**GOAL OF THE EXERCISE**
Nothing in the records should change; write them all out exactly.

*** Block opens ***

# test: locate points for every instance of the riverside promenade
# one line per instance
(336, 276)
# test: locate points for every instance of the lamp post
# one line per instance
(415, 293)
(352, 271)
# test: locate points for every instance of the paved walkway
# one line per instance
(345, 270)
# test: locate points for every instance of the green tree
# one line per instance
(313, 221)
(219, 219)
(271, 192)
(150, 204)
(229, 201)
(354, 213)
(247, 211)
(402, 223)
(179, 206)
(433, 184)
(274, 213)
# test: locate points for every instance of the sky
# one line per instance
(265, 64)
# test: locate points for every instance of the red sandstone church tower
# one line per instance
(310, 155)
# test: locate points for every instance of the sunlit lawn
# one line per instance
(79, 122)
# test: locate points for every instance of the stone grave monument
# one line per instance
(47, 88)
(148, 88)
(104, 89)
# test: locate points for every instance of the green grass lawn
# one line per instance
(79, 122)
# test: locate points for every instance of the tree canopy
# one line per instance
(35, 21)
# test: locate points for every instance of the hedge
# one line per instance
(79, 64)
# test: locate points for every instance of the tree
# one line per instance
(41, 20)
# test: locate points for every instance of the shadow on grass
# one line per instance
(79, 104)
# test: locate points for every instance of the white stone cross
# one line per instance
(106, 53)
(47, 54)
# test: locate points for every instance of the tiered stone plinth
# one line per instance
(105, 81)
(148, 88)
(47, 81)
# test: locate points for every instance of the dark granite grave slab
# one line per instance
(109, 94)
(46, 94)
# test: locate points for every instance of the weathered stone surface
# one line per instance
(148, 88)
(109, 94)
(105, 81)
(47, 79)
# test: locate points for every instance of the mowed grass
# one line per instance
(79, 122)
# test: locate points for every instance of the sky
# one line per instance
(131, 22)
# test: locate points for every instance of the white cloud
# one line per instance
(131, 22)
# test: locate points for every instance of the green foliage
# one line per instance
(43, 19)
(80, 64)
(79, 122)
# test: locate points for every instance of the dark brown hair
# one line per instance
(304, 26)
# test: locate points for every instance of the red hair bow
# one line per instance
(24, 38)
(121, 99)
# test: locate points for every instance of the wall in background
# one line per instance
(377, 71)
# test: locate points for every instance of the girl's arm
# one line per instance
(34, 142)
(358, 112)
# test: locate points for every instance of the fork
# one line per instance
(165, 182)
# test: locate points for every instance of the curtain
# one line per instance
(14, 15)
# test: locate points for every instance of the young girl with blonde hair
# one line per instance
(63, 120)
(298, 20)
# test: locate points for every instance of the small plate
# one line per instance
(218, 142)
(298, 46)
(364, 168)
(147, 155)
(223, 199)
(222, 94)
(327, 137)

*** Block closes ***

**REPLY TO THE EXERCISE**
# test: locate points for every instance of the riverside promenade
# one line per instance
(336, 276)
# test: locate points for every instance of the lamp post
# one line per instance
(415, 293)
(352, 271)
# test: locate points for every instance of the paved walkway
# one line per instance
(345, 270)
# test: locate points for every instance of the green tree
# one line per instance
(313, 221)
(219, 219)
(271, 192)
(150, 204)
(229, 201)
(354, 213)
(247, 211)
(402, 223)
(179, 206)
(433, 184)
(274, 213)
# test: locate points for every instance of the sky
# one line per instance
(265, 64)
# test: locate points for every instance of the red sandstone church tower
# one line per instance
(310, 155)
# test: locate points for every instance of the sunlit lawn
# one line per instance
(79, 122)
# test: locate points for every instance of the stone grave monument
# one line per instance
(47, 88)
(148, 88)
(104, 89)
# test: locate points for every instance of the green grass lawn
# one line per instance
(79, 122)
# test: locate points for every instance of the tree canopy
# one line per instance
(35, 21)
# test: locate points for every instance of the hedge
# one line per instance
(79, 64)
# test: locate points for every instance of the tree
# one line per instance
(41, 20)
# test: locate points for every instance of the shadow on grass
# one line per instance
(79, 104)
# test: locate points for every instance of the white stone cross
# one line per instance
(106, 53)
(47, 54)
# test: locate points for every instance of the tiered stone plinth
# one line per instance
(105, 81)
(148, 88)
(47, 81)
# test: locate points for every instance of the dark granite grave slab
# one line per instance
(109, 94)
(46, 94)
# test: locate points for every instance of the weathered stone surface
# one line per instance
(148, 88)
(109, 94)
(105, 81)
(47, 79)
# test: locate points for every instance of the mowed grass
# one line per instance
(79, 122)
# test: locate points for every instance of the sky
# one line per instance
(131, 22)
# test: locate points for every instance of the white cloud
# one line per instance
(131, 22)
# test: locate points for every instance of the green foliage
# one line per instance
(43, 19)
(80, 64)
(79, 122)
# test: locate points for every instance of the dark brown hair
# one line per instance
(304, 26)
# test: locate points for every instance of the red hair bow
# one line per instance
(24, 38)
(121, 99)
# test: locate points for every instance of the wall in background
# one line per instance
(377, 71)
# test: locate points for every instance of the girl's arm
# one line per instance
(34, 142)
(358, 112)
# test: locate points for every instance of the fork
# one line per instance
(165, 182)
# test: locate points for every instance of the curtain
# one line per instance
(14, 15)
# test: locate points for every instance of the young girl with blonde hair
# one line per instance
(63, 120)
(298, 20)
# test: locate points for every instance of the small plate
# one line per instance
(218, 142)
(298, 46)
(364, 168)
(147, 155)
(223, 199)
(222, 94)
(327, 137)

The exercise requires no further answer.